-- START Data supplied --

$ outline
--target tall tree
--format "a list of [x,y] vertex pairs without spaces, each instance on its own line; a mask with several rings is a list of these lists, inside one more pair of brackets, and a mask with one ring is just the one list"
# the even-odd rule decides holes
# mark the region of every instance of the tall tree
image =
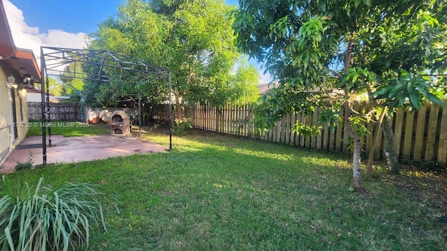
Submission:
[[[232,10],[221,0],[129,0],[116,17],[100,24],[91,35],[91,47],[170,68],[177,121],[186,102],[220,106],[253,101],[258,72],[235,45],[228,15]],[[167,96],[166,84],[157,83],[152,93]],[[104,95],[98,94],[103,92],[100,88],[85,88],[98,91],[87,91],[95,100],[110,100],[110,90],[115,95],[129,93],[120,89],[124,85],[110,86]]]
[[[291,111],[312,111],[321,100],[317,91],[342,89],[339,101],[353,142],[356,190],[362,189],[359,134],[365,128],[357,123],[360,112],[351,96],[369,91],[391,111],[418,108],[423,98],[439,101],[431,94],[433,78],[427,73],[444,67],[439,59],[446,50],[445,1],[240,0],[240,6],[233,24],[238,47],[264,62],[281,83],[263,99],[258,112],[267,116],[263,123],[272,125]],[[406,91],[396,87],[384,95],[398,83]],[[333,124],[339,107],[321,119]]]

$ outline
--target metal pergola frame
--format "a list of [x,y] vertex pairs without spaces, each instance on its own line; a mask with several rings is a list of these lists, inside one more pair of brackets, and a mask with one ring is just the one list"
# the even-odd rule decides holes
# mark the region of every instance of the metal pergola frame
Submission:
[[[73,64],[73,71],[66,70],[66,67]],[[80,68],[82,65],[94,65],[99,68],[98,73],[85,73]],[[50,86],[48,76],[66,77],[91,81],[110,82],[109,77],[104,74],[107,68],[117,69],[123,72],[140,73],[145,79],[149,82],[168,78],[169,82],[169,150],[173,148],[173,114],[171,100],[171,71],[143,63],[131,57],[107,50],[69,49],[53,47],[41,47],[41,86],[42,101],[42,158],[43,165],[47,164],[47,132],[48,146],[51,146],[51,127],[50,117]],[[46,91],[45,91],[46,90]],[[136,91],[136,90],[135,90]],[[141,138],[141,91],[138,89],[138,121],[140,138]]]

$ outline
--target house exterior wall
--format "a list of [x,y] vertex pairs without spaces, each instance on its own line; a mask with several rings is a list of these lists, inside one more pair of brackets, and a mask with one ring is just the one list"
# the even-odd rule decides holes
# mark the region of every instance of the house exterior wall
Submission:
[[27,102],[42,102],[42,95],[36,93],[27,93]]
[[[14,137],[14,132],[11,134],[11,127],[17,126],[17,137],[14,139],[11,149],[14,149],[27,136],[28,132],[28,113],[27,107],[26,95],[18,95],[19,90],[15,89],[15,118],[17,123],[13,123],[10,90],[6,86],[6,81],[10,73],[4,65],[0,64],[0,162],[8,154],[10,150],[10,137]],[[19,76],[14,76],[17,79]],[[14,88],[14,87],[13,87]]]
[[11,114],[6,85],[7,77],[0,67],[0,161],[8,153],[10,144],[10,129],[8,125],[11,123]]

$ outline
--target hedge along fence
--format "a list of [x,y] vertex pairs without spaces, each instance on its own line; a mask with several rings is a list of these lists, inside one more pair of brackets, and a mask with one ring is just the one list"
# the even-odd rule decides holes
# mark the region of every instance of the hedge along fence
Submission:
[[[410,161],[437,161],[441,164],[447,162],[447,100],[444,107],[427,102],[420,109],[411,112],[402,109],[393,116],[392,124],[395,134],[395,151],[404,163]],[[355,101],[354,109],[365,108],[370,105],[367,101]],[[256,138],[272,142],[284,143],[299,147],[321,149],[337,152],[349,151],[348,141],[345,140],[348,132],[341,121],[335,130],[328,127],[321,130],[319,135],[298,135],[292,130],[297,121],[313,126],[316,124],[318,109],[310,115],[291,114],[277,122],[277,126],[261,133],[250,121],[254,119],[254,107],[228,105],[217,111],[209,105],[194,105],[186,110],[186,116],[191,119],[193,128],[221,133]],[[344,112],[343,112],[344,114]],[[374,132],[376,123],[365,122],[369,132]],[[381,129],[380,133],[382,134]],[[372,147],[372,135],[363,137],[362,151],[367,154]],[[383,159],[383,137],[378,139],[374,151],[374,159]]]

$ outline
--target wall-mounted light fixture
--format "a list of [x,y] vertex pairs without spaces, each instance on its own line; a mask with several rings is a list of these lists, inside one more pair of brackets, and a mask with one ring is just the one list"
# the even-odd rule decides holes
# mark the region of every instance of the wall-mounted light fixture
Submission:
[[34,89],[34,80],[33,79],[33,75],[31,74],[24,74],[23,76],[23,83],[27,88]]
[[6,86],[8,88],[11,88],[11,86],[13,86],[13,84],[14,84],[15,82],[15,77],[14,77],[14,76],[10,75],[8,77],[8,79],[6,79]]
[[19,89],[19,91],[17,91],[17,94],[18,94],[19,97],[20,97],[20,98],[26,97],[27,96],[27,89]]

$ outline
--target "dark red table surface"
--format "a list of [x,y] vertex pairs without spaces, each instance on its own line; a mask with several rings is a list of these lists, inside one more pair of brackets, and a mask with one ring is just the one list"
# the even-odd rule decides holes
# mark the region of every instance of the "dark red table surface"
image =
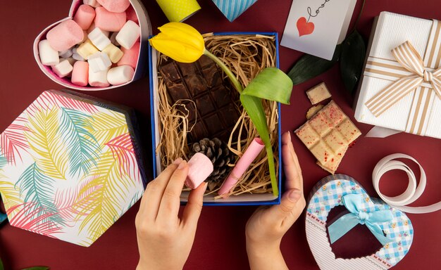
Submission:
[[[144,0],[143,2],[154,28],[154,32],[156,33],[156,28],[168,20],[155,1]],[[260,0],[233,22],[230,22],[211,1],[199,0],[199,2],[202,10],[186,22],[201,32],[277,31],[281,38],[292,1]],[[361,2],[360,0],[358,2],[352,23],[361,9]],[[41,30],[67,15],[70,6],[69,0],[1,1],[0,131],[6,129],[43,91],[62,89],[38,68],[32,55],[32,43]],[[358,26],[365,39],[367,39],[371,32],[373,18],[383,11],[441,20],[437,0],[368,0]],[[287,72],[302,54],[280,47],[280,68]],[[147,59],[144,60],[147,61]],[[353,98],[345,91],[340,78],[339,68],[335,66],[326,73],[294,87],[291,105],[282,106],[282,131],[293,130],[304,122],[305,112],[311,107],[304,91],[321,82],[327,84],[333,98],[353,118]],[[117,89],[87,94],[135,108],[141,116],[143,139],[147,143],[150,141],[147,77]],[[364,134],[371,128],[367,124],[356,124]],[[314,158],[299,140],[293,136],[292,141],[303,170],[304,190],[307,195],[313,185],[328,174],[316,165]],[[426,190],[420,200],[412,205],[426,205],[440,200],[440,140],[406,134],[383,139],[361,137],[347,153],[338,172],[355,178],[372,196],[375,196],[371,184],[372,170],[380,159],[395,153],[414,157],[427,174]],[[151,166],[147,169],[151,172]],[[394,195],[403,192],[407,182],[404,173],[392,172],[386,174],[382,183],[382,191],[387,195]],[[135,217],[138,207],[139,204],[132,207],[89,248],[51,239],[8,224],[4,225],[0,228],[0,257],[6,269],[18,269],[32,265],[48,265],[53,269],[133,269],[138,260],[135,228]],[[194,244],[185,269],[248,269],[244,231],[247,220],[255,208],[204,207]],[[407,255],[395,269],[440,269],[441,212],[409,214],[409,217],[415,231],[414,243]],[[356,244],[349,239],[349,237],[343,238],[342,244],[335,248],[342,248],[342,251],[348,248],[349,250],[361,249],[360,255],[368,255],[366,252],[368,250],[364,248],[367,244],[361,241]],[[352,245],[356,245],[356,247],[351,248]],[[290,269],[318,269],[306,241],[304,214],[287,233],[281,248]]]

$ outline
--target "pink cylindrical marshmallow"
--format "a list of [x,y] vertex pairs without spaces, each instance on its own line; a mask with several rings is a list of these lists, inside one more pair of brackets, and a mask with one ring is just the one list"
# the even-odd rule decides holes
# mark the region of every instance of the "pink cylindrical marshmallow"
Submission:
[[97,0],[110,12],[123,12],[130,6],[129,0]]
[[69,19],[51,29],[46,38],[54,50],[64,51],[80,43],[84,38],[84,32],[77,22]]
[[95,18],[95,9],[89,5],[81,5],[73,17],[73,20],[80,25],[83,30],[90,27],[90,25]]
[[95,26],[101,30],[118,32],[125,24],[125,12],[110,12],[102,6],[95,9]]
[[211,174],[214,168],[211,160],[206,155],[197,153],[188,161],[188,174],[185,179],[185,186],[194,189],[197,188],[208,176]]
[[97,0],[82,0],[82,3],[92,6],[92,8],[97,8],[101,6],[99,3],[97,2]]
[[107,72],[107,81],[112,85],[123,84],[130,82],[134,74],[135,71],[130,65],[112,68]]
[[263,148],[265,148],[265,144],[260,138],[256,138],[251,141],[244,155],[237,161],[234,169],[232,169],[232,171],[227,177],[227,179],[222,184],[218,194],[223,195],[230,192]]
[[121,51],[124,53],[124,55],[121,59],[118,62],[118,65],[130,65],[136,68],[136,64],[138,62],[138,57],[139,56],[139,46],[141,44],[136,42],[132,48],[127,49],[124,47],[121,47]]
[[73,64],[72,83],[85,86],[89,82],[89,63],[85,61],[77,61]]
[[139,24],[138,15],[136,15],[136,11],[135,11],[135,8],[133,8],[133,6],[132,6],[132,5],[127,8],[127,10],[125,11],[125,15],[127,16],[127,20],[132,20],[137,24]]

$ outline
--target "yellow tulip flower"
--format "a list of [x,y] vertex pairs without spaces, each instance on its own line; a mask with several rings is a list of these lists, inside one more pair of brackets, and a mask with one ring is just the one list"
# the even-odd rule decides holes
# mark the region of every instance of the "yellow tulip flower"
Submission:
[[168,22],[158,28],[161,33],[149,39],[157,51],[181,63],[193,63],[205,51],[201,33],[183,22]]

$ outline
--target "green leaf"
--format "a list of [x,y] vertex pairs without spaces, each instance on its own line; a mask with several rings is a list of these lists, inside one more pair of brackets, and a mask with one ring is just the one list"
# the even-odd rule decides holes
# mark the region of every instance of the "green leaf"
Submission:
[[278,68],[267,68],[249,82],[243,94],[290,105],[291,90],[292,82],[286,74]]
[[294,85],[306,82],[309,79],[320,75],[331,68],[338,61],[341,52],[341,45],[337,45],[333,60],[325,60],[320,57],[304,54],[294,65],[288,72],[288,77]]
[[279,191],[275,178],[273,146],[261,98],[289,104],[292,91],[292,82],[286,74],[278,68],[267,68],[250,82],[240,95],[240,102],[265,144],[271,187],[275,196],[278,196]]
[[342,44],[340,56],[340,72],[344,87],[353,93],[356,88],[366,56],[366,44],[363,37],[354,30]]

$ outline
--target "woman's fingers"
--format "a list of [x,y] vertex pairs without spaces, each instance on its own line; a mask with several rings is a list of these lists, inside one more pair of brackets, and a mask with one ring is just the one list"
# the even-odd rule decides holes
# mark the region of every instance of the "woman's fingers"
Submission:
[[287,190],[299,189],[303,192],[303,179],[297,156],[294,151],[290,131],[282,136],[282,160]]
[[300,206],[298,202],[302,197],[302,191],[297,188],[285,191],[282,196],[280,204],[273,205],[263,214],[265,216],[263,220],[266,222],[271,222],[272,228],[280,226],[287,219],[294,222],[297,217],[295,219],[291,219],[291,217],[293,217],[294,214],[297,212],[296,210]]
[[178,220],[180,205],[180,196],[187,174],[188,165],[186,161],[182,161],[170,177],[170,181],[164,190],[158,211],[157,221],[169,224]]
[[179,158],[166,168],[154,180],[150,181],[146,187],[141,200],[139,213],[149,220],[154,221],[158,215],[159,204],[168,180],[178,168],[182,159]]
[[197,221],[202,210],[204,193],[206,190],[207,183],[203,182],[197,188],[192,190],[188,197],[188,202],[185,205],[182,214],[182,222],[186,226],[196,229]]

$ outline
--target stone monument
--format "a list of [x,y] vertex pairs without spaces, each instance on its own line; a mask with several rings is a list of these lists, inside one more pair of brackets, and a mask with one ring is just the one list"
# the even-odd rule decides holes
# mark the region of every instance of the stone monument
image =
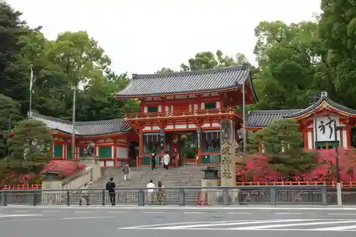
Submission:
[[221,186],[235,186],[236,168],[235,166],[235,124],[233,120],[223,120],[221,135]]

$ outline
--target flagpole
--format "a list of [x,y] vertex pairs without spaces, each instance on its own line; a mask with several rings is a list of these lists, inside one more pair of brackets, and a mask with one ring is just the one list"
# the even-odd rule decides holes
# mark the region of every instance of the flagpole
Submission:
[[242,83],[242,137],[243,137],[243,154],[246,155],[246,116],[245,116],[245,81]]
[[75,159],[75,94],[76,85],[73,86],[73,112],[72,112],[72,159]]
[[32,68],[32,65],[30,65],[30,105],[28,109],[29,115],[31,115],[32,109],[32,86],[33,84],[33,70]]

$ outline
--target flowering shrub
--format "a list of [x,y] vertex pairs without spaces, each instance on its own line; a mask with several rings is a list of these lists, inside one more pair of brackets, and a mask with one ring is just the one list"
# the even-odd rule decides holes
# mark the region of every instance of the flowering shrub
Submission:
[[85,164],[68,160],[51,160],[43,167],[41,174],[47,172],[57,172],[61,173],[61,177],[64,179],[81,171],[85,168]]
[[[246,157],[244,165],[236,167],[238,181],[281,181],[288,180],[281,172],[273,171],[268,157],[253,154]],[[318,165],[298,176],[292,177],[295,181],[336,181],[336,158],[335,149],[320,150],[317,155]],[[356,180],[356,157],[352,149],[339,150],[339,164],[342,181]],[[289,179],[290,179],[290,178]]]

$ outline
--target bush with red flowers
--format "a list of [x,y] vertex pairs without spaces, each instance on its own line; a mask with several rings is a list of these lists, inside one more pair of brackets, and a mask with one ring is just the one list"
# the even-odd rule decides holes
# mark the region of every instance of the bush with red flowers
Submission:
[[[312,169],[290,177],[273,170],[267,156],[253,154],[247,157],[245,164],[236,167],[238,181],[336,181],[336,157],[335,149],[319,150],[317,165]],[[356,180],[356,156],[353,149],[339,150],[340,178],[342,181]]]
[[51,160],[43,167],[41,174],[46,174],[47,172],[59,172],[61,177],[65,179],[85,168],[85,164],[69,160]]

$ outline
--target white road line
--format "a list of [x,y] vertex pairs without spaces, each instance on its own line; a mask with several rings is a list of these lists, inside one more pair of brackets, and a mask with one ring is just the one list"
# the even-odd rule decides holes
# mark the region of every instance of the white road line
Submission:
[[314,228],[313,230],[314,231],[356,231],[356,225],[347,226],[319,228]]
[[[50,207],[40,206],[7,206],[6,209],[78,209],[79,206],[51,206]],[[280,206],[83,206],[83,209],[123,209],[123,210],[135,210],[135,209],[170,209],[170,210],[305,210],[305,211],[355,211],[356,206],[353,207],[318,207],[318,206],[300,206],[300,207],[280,207]]]
[[142,213],[145,213],[145,214],[162,214],[162,213],[165,213],[164,211],[142,211]]
[[184,225],[184,224],[192,224],[192,223],[229,223],[229,222],[239,222],[239,221],[195,221],[195,222],[179,222],[179,223],[159,223],[159,224],[153,224],[153,225],[145,225],[145,226],[130,226],[130,227],[121,227],[117,228],[117,229],[133,229],[133,228],[149,228],[150,229],[152,227],[158,227],[158,226],[174,226],[174,225]]
[[328,213],[330,216],[355,216],[356,213]]
[[101,218],[115,218],[115,216],[82,216],[82,217],[63,217],[62,220],[75,220],[75,219],[101,219]]
[[338,224],[338,223],[356,223],[356,220],[353,221],[324,221],[324,222],[308,222],[308,223],[293,223],[290,224],[278,224],[278,225],[269,225],[269,226],[249,226],[249,227],[238,227],[232,228],[233,230],[258,230],[258,229],[267,229],[272,228],[279,228],[279,227],[289,227],[289,226],[318,226],[318,225],[328,225],[328,224]]
[[[152,230],[152,228],[133,228],[133,229],[139,229],[139,230]],[[234,229],[230,228],[187,228],[182,229],[177,229],[177,230],[188,230],[188,231],[234,231]],[[308,229],[308,228],[266,228],[266,229],[258,229],[253,230],[255,231],[326,231],[323,230],[316,230],[316,229]],[[356,231],[356,230],[342,230],[342,231],[335,231],[330,230],[331,231]]]
[[41,214],[23,214],[23,215],[0,215],[1,217],[23,217],[23,216],[42,216],[43,215]]
[[[317,219],[318,220],[318,219]],[[317,221],[317,220],[308,220],[308,221]],[[271,221],[235,221],[232,223],[221,223],[216,224],[199,224],[199,225],[188,225],[188,226],[169,226],[169,227],[157,227],[152,228],[152,229],[185,229],[188,228],[200,228],[200,227],[210,227],[210,226],[239,226],[239,225],[248,225],[248,224],[258,224],[258,223],[278,223],[278,222],[297,222],[297,221],[305,221],[304,219],[294,219],[294,220],[271,220]]]

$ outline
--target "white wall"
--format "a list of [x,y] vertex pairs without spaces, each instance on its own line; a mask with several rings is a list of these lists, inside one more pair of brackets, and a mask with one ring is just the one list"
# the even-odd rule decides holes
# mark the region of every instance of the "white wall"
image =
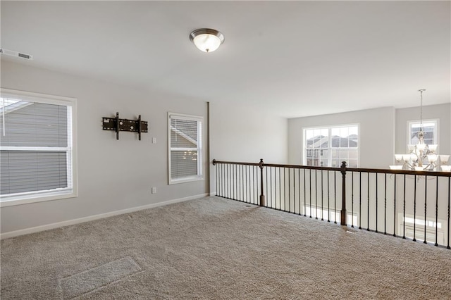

-- END Data supplied --

→ **Work to complete**
Return each line of the items above that contains the string "tulip", copied in full. Treat the match as case-sensitive.

→ **Response to this task**
--target "yellow tulip flower"
# mark the region of every instance of the "yellow tulip flower"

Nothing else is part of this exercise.